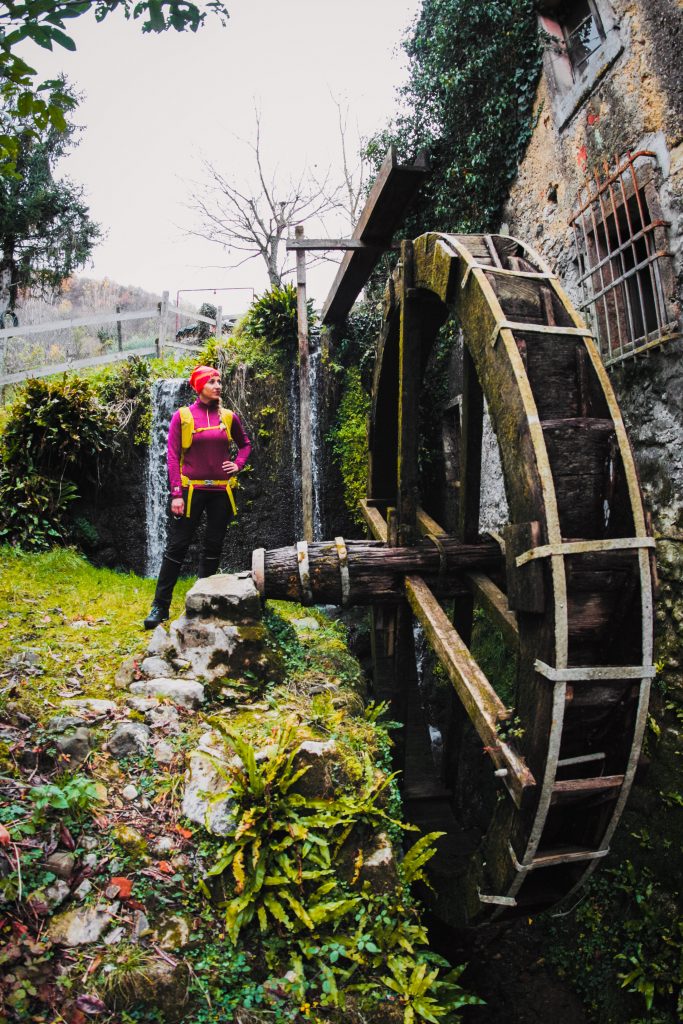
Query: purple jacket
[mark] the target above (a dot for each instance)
(210, 449)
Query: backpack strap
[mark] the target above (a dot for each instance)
(226, 420)
(186, 427)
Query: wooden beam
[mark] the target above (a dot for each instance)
(470, 451)
(61, 368)
(409, 402)
(52, 326)
(294, 245)
(483, 707)
(376, 521)
(394, 188)
(304, 395)
(495, 603)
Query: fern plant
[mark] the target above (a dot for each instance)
(280, 855)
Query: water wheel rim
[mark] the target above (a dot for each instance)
(447, 271)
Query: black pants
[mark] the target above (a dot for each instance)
(181, 530)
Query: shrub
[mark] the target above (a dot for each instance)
(349, 441)
(273, 316)
(33, 509)
(57, 428)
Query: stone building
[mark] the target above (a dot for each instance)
(600, 195)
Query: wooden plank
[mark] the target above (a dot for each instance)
(182, 347)
(200, 317)
(495, 604)
(18, 332)
(483, 589)
(394, 188)
(409, 411)
(304, 395)
(470, 452)
(376, 521)
(61, 368)
(587, 786)
(483, 707)
(525, 586)
(294, 245)
(163, 323)
(570, 855)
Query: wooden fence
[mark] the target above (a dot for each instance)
(162, 311)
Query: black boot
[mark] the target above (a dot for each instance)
(208, 566)
(158, 614)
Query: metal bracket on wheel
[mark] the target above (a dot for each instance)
(342, 554)
(304, 572)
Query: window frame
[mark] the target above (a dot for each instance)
(607, 272)
(569, 85)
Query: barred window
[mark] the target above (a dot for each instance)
(583, 32)
(625, 266)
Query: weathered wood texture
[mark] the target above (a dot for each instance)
(394, 188)
(568, 474)
(376, 571)
(304, 395)
(483, 707)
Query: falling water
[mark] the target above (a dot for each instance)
(167, 395)
(315, 450)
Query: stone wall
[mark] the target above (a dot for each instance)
(631, 100)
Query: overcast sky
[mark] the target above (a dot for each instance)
(155, 104)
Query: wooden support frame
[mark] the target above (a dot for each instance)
(483, 707)
(394, 188)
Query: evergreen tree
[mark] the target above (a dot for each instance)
(46, 232)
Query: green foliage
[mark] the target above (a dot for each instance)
(473, 68)
(76, 796)
(423, 994)
(125, 389)
(272, 316)
(349, 441)
(83, 621)
(327, 940)
(200, 331)
(628, 926)
(34, 509)
(45, 23)
(58, 428)
(46, 232)
(127, 976)
(280, 846)
(494, 656)
(56, 439)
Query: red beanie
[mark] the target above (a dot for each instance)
(201, 376)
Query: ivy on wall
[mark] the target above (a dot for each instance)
(473, 70)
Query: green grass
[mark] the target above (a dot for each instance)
(81, 622)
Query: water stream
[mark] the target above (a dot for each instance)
(314, 359)
(167, 395)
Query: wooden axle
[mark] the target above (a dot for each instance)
(368, 571)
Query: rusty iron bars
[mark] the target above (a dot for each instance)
(622, 251)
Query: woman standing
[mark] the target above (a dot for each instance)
(201, 474)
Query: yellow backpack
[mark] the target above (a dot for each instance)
(187, 431)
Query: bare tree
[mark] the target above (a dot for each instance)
(256, 223)
(354, 166)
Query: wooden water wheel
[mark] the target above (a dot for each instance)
(528, 796)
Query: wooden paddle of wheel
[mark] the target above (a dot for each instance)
(526, 818)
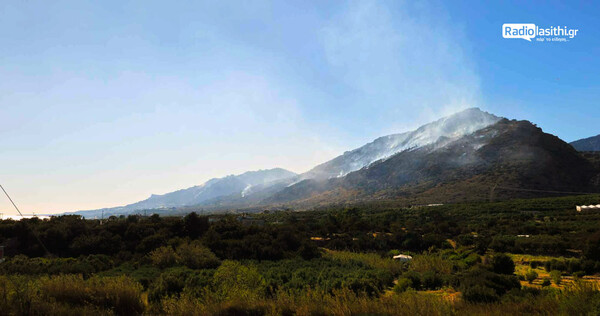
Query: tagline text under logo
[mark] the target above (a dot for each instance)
(528, 31)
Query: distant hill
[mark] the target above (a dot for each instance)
(471, 155)
(231, 186)
(587, 144)
(516, 157)
(456, 125)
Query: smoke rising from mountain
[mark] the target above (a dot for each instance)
(409, 57)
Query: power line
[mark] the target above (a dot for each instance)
(32, 230)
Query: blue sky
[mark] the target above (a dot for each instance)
(102, 104)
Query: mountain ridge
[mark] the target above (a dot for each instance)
(587, 144)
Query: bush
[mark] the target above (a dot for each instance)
(546, 282)
(195, 256)
(163, 257)
(531, 275)
(556, 276)
(480, 294)
(503, 264)
(234, 281)
(402, 285)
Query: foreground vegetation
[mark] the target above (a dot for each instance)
(523, 257)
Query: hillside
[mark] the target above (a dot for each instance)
(587, 144)
(456, 125)
(233, 187)
(509, 155)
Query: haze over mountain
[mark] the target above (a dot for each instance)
(232, 185)
(457, 158)
(516, 157)
(453, 126)
(587, 144)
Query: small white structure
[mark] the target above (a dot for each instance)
(403, 258)
(586, 207)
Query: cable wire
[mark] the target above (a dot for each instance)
(32, 230)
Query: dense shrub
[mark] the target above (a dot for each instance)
(503, 264)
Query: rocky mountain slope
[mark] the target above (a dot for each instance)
(514, 157)
(456, 125)
(587, 144)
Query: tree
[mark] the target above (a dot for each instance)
(531, 275)
(194, 225)
(556, 276)
(503, 264)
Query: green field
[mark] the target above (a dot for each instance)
(535, 256)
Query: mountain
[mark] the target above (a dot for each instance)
(231, 186)
(471, 155)
(459, 124)
(515, 157)
(587, 144)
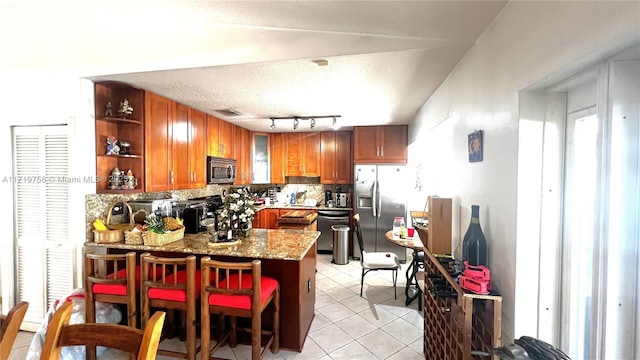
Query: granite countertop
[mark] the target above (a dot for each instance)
(260, 244)
(298, 207)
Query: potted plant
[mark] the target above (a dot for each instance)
(237, 212)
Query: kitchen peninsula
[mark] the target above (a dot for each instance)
(287, 255)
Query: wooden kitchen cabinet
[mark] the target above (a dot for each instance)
(336, 165)
(266, 219)
(303, 154)
(220, 136)
(242, 154)
(159, 115)
(225, 139)
(188, 148)
(380, 144)
(130, 128)
(277, 157)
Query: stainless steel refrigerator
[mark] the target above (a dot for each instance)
(380, 194)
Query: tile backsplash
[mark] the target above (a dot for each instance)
(97, 205)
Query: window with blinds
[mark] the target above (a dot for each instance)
(43, 251)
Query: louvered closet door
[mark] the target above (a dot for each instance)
(43, 251)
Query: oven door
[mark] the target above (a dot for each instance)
(326, 219)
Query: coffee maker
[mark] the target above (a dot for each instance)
(328, 198)
(341, 198)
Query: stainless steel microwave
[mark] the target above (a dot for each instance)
(220, 170)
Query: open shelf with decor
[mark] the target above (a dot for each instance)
(124, 128)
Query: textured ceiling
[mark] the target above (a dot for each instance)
(385, 57)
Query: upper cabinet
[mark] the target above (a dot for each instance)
(336, 165)
(127, 129)
(277, 156)
(302, 154)
(242, 154)
(380, 144)
(189, 148)
(159, 114)
(174, 145)
(260, 158)
(220, 135)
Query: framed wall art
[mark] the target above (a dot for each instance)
(475, 144)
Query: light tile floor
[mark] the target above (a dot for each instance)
(346, 326)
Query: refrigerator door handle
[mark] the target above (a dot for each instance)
(375, 192)
(379, 207)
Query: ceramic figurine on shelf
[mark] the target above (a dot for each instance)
(108, 112)
(125, 109)
(112, 146)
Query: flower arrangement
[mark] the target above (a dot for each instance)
(238, 209)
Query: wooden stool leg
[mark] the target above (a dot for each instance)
(233, 341)
(256, 330)
(205, 331)
(191, 333)
(90, 317)
(275, 347)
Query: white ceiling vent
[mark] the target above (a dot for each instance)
(228, 112)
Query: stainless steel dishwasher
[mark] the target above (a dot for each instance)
(326, 219)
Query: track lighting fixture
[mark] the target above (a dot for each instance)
(312, 121)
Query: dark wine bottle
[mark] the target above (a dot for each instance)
(474, 244)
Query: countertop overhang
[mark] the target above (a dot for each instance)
(260, 244)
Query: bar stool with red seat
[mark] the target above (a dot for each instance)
(171, 283)
(110, 278)
(238, 289)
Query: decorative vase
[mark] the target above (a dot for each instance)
(241, 233)
(474, 245)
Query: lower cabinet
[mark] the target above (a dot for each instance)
(266, 219)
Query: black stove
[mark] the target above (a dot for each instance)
(214, 204)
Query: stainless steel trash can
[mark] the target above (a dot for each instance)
(340, 244)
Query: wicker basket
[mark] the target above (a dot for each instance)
(116, 231)
(153, 239)
(132, 237)
(107, 236)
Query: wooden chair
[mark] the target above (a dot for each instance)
(111, 278)
(374, 261)
(143, 344)
(172, 283)
(242, 291)
(9, 328)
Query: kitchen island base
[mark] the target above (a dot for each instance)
(287, 255)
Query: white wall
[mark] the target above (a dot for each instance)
(529, 42)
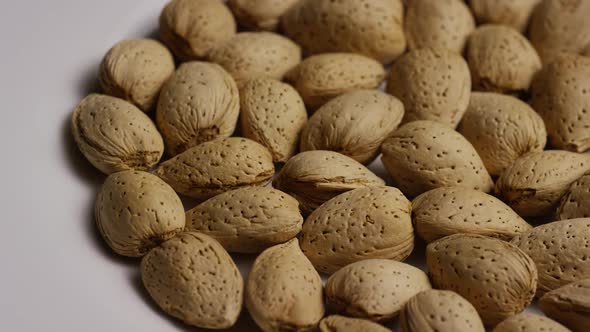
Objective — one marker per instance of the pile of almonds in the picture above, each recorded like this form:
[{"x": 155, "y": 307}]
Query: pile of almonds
[{"x": 482, "y": 129}]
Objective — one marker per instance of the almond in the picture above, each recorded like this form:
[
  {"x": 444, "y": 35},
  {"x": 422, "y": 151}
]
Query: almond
[
  {"x": 284, "y": 292},
  {"x": 424, "y": 155},
  {"x": 218, "y": 166},
  {"x": 360, "y": 224},
  {"x": 314, "y": 177},
  {"x": 354, "y": 124},
  {"x": 192, "y": 278},
  {"x": 495, "y": 276},
  {"x": 247, "y": 219}
]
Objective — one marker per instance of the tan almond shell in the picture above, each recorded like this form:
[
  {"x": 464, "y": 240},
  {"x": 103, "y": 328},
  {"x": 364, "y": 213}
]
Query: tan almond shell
[
  {"x": 283, "y": 291},
  {"x": 561, "y": 95},
  {"x": 535, "y": 183},
  {"x": 501, "y": 59},
  {"x": 115, "y": 136},
  {"x": 497, "y": 277},
  {"x": 247, "y": 220},
  {"x": 354, "y": 124},
  {"x": 560, "y": 27},
  {"x": 374, "y": 289},
  {"x": 450, "y": 210},
  {"x": 373, "y": 28},
  {"x": 424, "y": 155},
  {"x": 560, "y": 251},
  {"x": 218, "y": 166},
  {"x": 512, "y": 13},
  {"x": 433, "y": 84},
  {"x": 192, "y": 28},
  {"x": 337, "y": 323},
  {"x": 136, "y": 211},
  {"x": 250, "y": 55},
  {"x": 272, "y": 114},
  {"x": 439, "y": 310},
  {"x": 444, "y": 24},
  {"x": 364, "y": 223},
  {"x": 574, "y": 203},
  {"x": 314, "y": 177},
  {"x": 502, "y": 129},
  {"x": 569, "y": 305},
  {"x": 192, "y": 278},
  {"x": 198, "y": 104},
  {"x": 320, "y": 78},
  {"x": 135, "y": 70},
  {"x": 525, "y": 322}
]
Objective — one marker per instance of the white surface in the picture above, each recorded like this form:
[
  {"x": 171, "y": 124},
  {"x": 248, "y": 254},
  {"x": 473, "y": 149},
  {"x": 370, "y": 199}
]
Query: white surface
[{"x": 55, "y": 272}]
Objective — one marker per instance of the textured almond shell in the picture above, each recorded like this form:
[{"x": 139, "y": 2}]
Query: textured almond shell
[
  {"x": 284, "y": 292},
  {"x": 502, "y": 128},
  {"x": 314, "y": 177},
  {"x": 272, "y": 114},
  {"x": 561, "y": 95},
  {"x": 114, "y": 135},
  {"x": 433, "y": 84},
  {"x": 192, "y": 28},
  {"x": 560, "y": 250},
  {"x": 439, "y": 310},
  {"x": 364, "y": 223},
  {"x": 444, "y": 24},
  {"x": 501, "y": 59},
  {"x": 354, "y": 124},
  {"x": 250, "y": 55},
  {"x": 198, "y": 104},
  {"x": 218, "y": 166},
  {"x": 192, "y": 278},
  {"x": 451, "y": 210},
  {"x": 247, "y": 219},
  {"x": 375, "y": 289},
  {"x": 320, "y": 78},
  {"x": 497, "y": 277},
  {"x": 535, "y": 183},
  {"x": 370, "y": 27},
  {"x": 424, "y": 155}
]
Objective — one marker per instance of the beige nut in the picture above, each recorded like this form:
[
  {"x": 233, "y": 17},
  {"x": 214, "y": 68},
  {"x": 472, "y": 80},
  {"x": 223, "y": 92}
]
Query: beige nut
[
  {"x": 373, "y": 28},
  {"x": 136, "y": 211},
  {"x": 433, "y": 84},
  {"x": 314, "y": 177},
  {"x": 283, "y": 291},
  {"x": 424, "y": 155},
  {"x": 535, "y": 183},
  {"x": 374, "y": 289},
  {"x": 250, "y": 55},
  {"x": 360, "y": 224},
  {"x": 115, "y": 136},
  {"x": 561, "y": 95},
  {"x": 354, "y": 124},
  {"x": 272, "y": 114},
  {"x": 439, "y": 310},
  {"x": 559, "y": 250},
  {"x": 198, "y": 104},
  {"x": 247, "y": 219},
  {"x": 501, "y": 60},
  {"x": 192, "y": 278},
  {"x": 320, "y": 78},
  {"x": 495, "y": 276},
  {"x": 502, "y": 129},
  {"x": 218, "y": 166},
  {"x": 444, "y": 24},
  {"x": 450, "y": 210},
  {"x": 192, "y": 28},
  {"x": 569, "y": 305},
  {"x": 135, "y": 70}
]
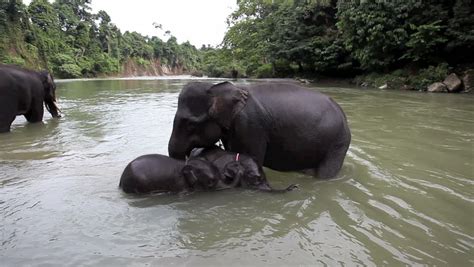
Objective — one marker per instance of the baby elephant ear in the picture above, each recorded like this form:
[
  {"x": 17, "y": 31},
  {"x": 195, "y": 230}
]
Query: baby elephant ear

——

* What needs to be done
Take each line from the preceding material that contains "tile" and copy it.

* Exercise output
Query: tile backsplash
Query: light tile floor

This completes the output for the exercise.